Exercise details
Can you express every line of the listing below as a JSON list of strings, one string per line, with blank lines dropped and the pictures left out?

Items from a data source

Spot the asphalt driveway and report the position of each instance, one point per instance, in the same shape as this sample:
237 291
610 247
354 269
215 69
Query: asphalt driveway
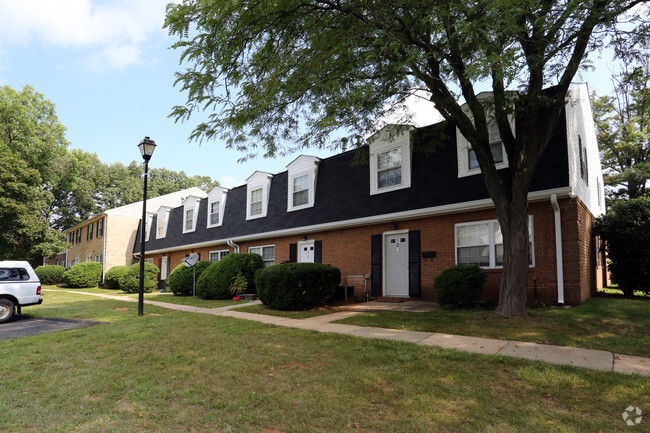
25 325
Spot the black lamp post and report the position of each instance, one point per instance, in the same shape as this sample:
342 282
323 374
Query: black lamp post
147 147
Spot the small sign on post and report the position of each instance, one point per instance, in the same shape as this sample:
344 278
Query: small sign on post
190 261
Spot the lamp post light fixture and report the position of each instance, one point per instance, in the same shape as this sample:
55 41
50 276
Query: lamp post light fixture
147 147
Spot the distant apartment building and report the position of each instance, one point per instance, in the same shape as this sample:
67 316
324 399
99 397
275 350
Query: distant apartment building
108 237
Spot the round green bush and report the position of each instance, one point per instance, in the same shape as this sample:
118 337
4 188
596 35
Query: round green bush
130 281
296 286
459 286
217 280
87 274
181 278
113 275
50 274
625 230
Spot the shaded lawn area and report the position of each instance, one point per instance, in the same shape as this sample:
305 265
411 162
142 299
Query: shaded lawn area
305 314
170 371
616 325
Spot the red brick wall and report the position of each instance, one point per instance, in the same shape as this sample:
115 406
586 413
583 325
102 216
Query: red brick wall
349 250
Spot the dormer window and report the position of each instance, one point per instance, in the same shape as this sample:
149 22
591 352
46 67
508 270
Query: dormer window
256 202
389 168
190 211
189 219
390 161
467 162
302 182
214 213
258 187
162 217
216 205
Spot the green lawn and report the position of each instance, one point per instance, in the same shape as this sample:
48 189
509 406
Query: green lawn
171 371
263 309
617 325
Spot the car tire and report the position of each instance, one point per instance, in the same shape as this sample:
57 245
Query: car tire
7 310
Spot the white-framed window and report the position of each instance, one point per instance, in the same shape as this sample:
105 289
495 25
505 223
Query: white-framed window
214 213
258 188
189 220
266 251
216 206
389 168
467 162
390 161
190 212
496 147
256 202
481 243
162 216
302 174
300 190
215 256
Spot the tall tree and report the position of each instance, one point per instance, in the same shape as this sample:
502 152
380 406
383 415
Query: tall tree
623 125
24 231
32 155
300 70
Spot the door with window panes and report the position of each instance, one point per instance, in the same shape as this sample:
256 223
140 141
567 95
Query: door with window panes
396 273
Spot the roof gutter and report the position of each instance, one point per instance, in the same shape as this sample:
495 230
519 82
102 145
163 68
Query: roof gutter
558 250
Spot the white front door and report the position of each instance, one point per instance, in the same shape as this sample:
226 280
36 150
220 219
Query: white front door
163 268
396 272
306 252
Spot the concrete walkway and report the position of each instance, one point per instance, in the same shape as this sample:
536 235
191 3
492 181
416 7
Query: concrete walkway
585 358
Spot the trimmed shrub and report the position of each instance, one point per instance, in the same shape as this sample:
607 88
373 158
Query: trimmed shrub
180 280
87 274
217 280
459 286
113 275
50 274
130 281
625 230
296 286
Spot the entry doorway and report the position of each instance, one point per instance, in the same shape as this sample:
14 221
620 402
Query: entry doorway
396 265
306 252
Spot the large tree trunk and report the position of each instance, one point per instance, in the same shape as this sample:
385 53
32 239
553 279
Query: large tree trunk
513 220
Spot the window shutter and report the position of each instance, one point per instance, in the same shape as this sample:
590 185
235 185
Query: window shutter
293 253
414 263
376 253
318 251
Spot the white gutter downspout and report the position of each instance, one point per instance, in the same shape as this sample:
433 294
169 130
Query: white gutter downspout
558 250
233 245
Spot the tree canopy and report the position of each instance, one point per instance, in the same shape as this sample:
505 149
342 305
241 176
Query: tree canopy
302 71
46 187
623 124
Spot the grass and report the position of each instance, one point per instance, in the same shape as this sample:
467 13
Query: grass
171 371
263 309
617 325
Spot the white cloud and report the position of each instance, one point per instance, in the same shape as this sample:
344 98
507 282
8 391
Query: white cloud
230 182
114 29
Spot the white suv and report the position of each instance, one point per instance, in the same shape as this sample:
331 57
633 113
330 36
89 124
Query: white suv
19 287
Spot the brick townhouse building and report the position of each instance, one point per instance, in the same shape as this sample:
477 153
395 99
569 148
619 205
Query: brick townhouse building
108 237
413 207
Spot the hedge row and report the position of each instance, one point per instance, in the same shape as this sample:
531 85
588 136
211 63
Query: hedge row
296 286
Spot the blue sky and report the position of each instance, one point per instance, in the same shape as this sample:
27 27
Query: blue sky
107 66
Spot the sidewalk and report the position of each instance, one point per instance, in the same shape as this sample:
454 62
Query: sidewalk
585 358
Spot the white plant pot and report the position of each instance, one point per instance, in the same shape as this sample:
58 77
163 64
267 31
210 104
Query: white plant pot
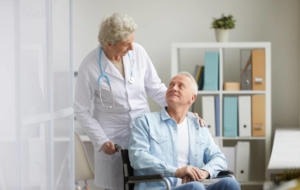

Reply to the exercise
[
  "Spot the asphalt driveway and report the position of each instance, one point per instance, in the same shape as this sample:",
  "237 291",
  "610 247",
  "354 269",
  "215 69",
  "Query: asphalt driveway",
  "25 325",
  "Spot the black lamp post and report the position of each instance, one point per instance, in the same shape as this sample:",
  "342 282",
  "323 374",
  "Query: black lamp post",
  "147 147",
  "Spot the small sign on post and report the position of each instance, one point per instance, in the same shape as this sample:",
  "344 278",
  "Query: small sign on post",
  "190 261",
  "Spot the lamp post light fixture and report the position of each instance, one point per instance, in the same shape as this sample:",
  "55 41",
  "50 276",
  "Query: lamp post light fixture",
  "147 147",
  "Spot the distant apartment building and report the position of each instance, one point per instance, in the same shape as this sample:",
  "67 316",
  "324 399",
  "99 397",
  "275 350",
  "Query: distant apartment building",
  "108 237",
  "Spot the round green bush and report the position of each instance, one point per instance, in the same shape as this sample:",
  "118 337",
  "4 188",
  "596 35",
  "Query: round green bush",
  "130 281",
  "296 286",
  "459 286",
  "217 280",
  "87 274",
  "181 278",
  "113 275",
  "50 274",
  "625 230",
  "Spot the shaded lawn area and report the position of each instance, one point per instance, in the same shape as this sample:",
  "305 265",
  "411 162",
  "142 299",
  "Query: shaded lawn area",
  "305 314",
  "170 371",
  "616 325",
  "Spot the red brick wall and report the position of each instance, one point per instance, in the same shape as this sample:",
  "115 406",
  "586 413",
  "583 325",
  "102 216",
  "Query: red brick wall",
  "349 250",
  "Spot the dormer window and report the position of each instance, one point per instance, in the same shape as this sample:",
  "149 22",
  "591 352",
  "46 67",
  "508 270",
  "Query: dormer window",
  "256 202",
  "389 168",
  "190 211",
  "189 219",
  "390 161",
  "467 162",
  "302 182",
  "214 213",
  "258 187",
  "162 217",
  "216 205",
  "Spot the green lawn and report the position of each instance, one point per instance, in the same shape as this sample:",
  "48 189",
  "509 406",
  "Query: green lawn",
  "171 371",
  "263 309",
  "617 325",
  "Spot the car tire and report the position of each instance, one point per instance, in the same shape as this sample:",
  "57 245",
  "Query: car tire",
  "7 310",
  "Spot the white-framed window and report the position of each instance, one point per instance, in the same shape as this sample:",
  "105 289",
  "495 25",
  "505 223",
  "Query: white-framed window",
  "214 213",
  "258 188",
  "189 220",
  "266 251",
  "216 206",
  "389 168",
  "467 162",
  "390 161",
  "190 212",
  "496 147",
  "256 202",
  "481 243",
  "162 216",
  "302 174",
  "300 190",
  "215 256",
  "Spot the tall tree and report the position of each instance, one point per instance, in the same shape as this sample:",
  "502 152",
  "380 406",
  "383 415",
  "Query: tall tree",
  "623 125",
  "24 231",
  "32 155",
  "300 70",
  "Spot the door with window panes and report the position of each instance, one point per instance, in the same shape as this sample:",
  "256 223",
  "140 141",
  "567 95",
  "Query: door with window panes",
  "396 273",
  "Spot the roof gutter and report the position of each instance, one point per instance, in the same shape as this sample:",
  "495 230",
  "519 82",
  "102 145",
  "163 68",
  "Query: roof gutter",
  "558 250",
  "Spot the white front door and report the position of each instance, one point per instance, in the same shape as this sample:",
  "226 280",
  "36 150",
  "220 219",
  "Query: white front door",
  "163 268",
  "396 272",
  "306 252",
  "Spot the concrete walkway and report the position of each instance, one point per instance, in the same shape as this sample:",
  "536 235",
  "191 3",
  "492 181",
  "416 7",
  "Query: concrete walkway",
  "585 358",
  "Spot the trimmed shrub and report the position of each instance, one point per instance, in the same shape as this sample:",
  "607 88",
  "373 158",
  "Query: trimmed shrub",
  "180 280",
  "87 274",
  "217 280",
  "459 286",
  "113 275",
  "50 274",
  "130 281",
  "625 230",
  "296 286",
  "Spot the entry doorway and report the position of each instance, one point per instance, in the same shape as this sample:",
  "14 221",
  "620 402",
  "Query: entry doorway",
  "396 265",
  "306 252",
  "Spot the large tree trunk and report the position of each instance, one point per instance, in the same shape as this sample:",
  "385 53",
  "32 239",
  "553 279",
  "Query: large tree trunk",
  "513 220",
  "Spot the window shutter and report the position of each instance, one point per instance, in the same shape as this sample:",
  "590 185",
  "235 185",
  "Query: window shutter",
  "293 253",
  "414 263",
  "376 253",
  "318 251",
  "Spot the white gutter downspout and report the position of each instance, one point per instance, in the same shape as this sample:",
  "433 294",
  "169 130",
  "Query: white gutter downspout",
  "558 250",
  "233 245",
  "Spot the tree canopy and report the position of each instance, one point per instance, in the same shape as this sample:",
  "505 149",
  "342 305",
  "241 176",
  "Query: tree canopy",
  "302 71",
  "46 187",
  "623 124",
  "Spot the grass and report the position of each instance, one point per instance, in the same shape as this sample:",
  "467 13",
  "Query: grass",
  "171 371",
  "263 309",
  "617 325",
  "Spot the white cloud and report the position of each instance, one point per instance, in the same shape as this sample:",
  "344 98",
  "507 282",
  "8 391",
  "Query: white cloud",
  "230 182",
  "114 29",
  "Spot the white suv and report the position of each instance, one point per instance, in the same shape as this sample:",
  "331 57",
  "633 113",
  "330 36",
  "89 124",
  "Query: white suv",
  "19 287",
  "Spot the brick townhouse building and report the position of each instance, one point per instance, in the same shape as this sample:",
  "477 153",
  "395 99",
  "569 148",
  "619 205",
  "Query: brick townhouse building",
  "108 237",
  "413 207",
  "Spot the hedge row and report the position of each instance, one point per instance, in the same shape as this sample:",
  "531 85",
  "588 136",
  "211 63",
  "Query: hedge row",
  "296 286",
  "Spot the blue sky and report the position of each instance, one point per instance, in the same shape as this sample:",
  "27 27",
  "Query: blue sky",
  "107 66",
  "Spot the sidewalk and report the position of each instance, one point per instance, in the same shape as this sample:",
  "454 62",
  "Query: sidewalk",
  "585 358",
  "Spot the white plant pot and report the position of each instance, one point per instance, in the same shape as this sample:",
  "58 77",
  "163 64",
  "267 31",
  "210 104",
  "Query: white plant pot"
]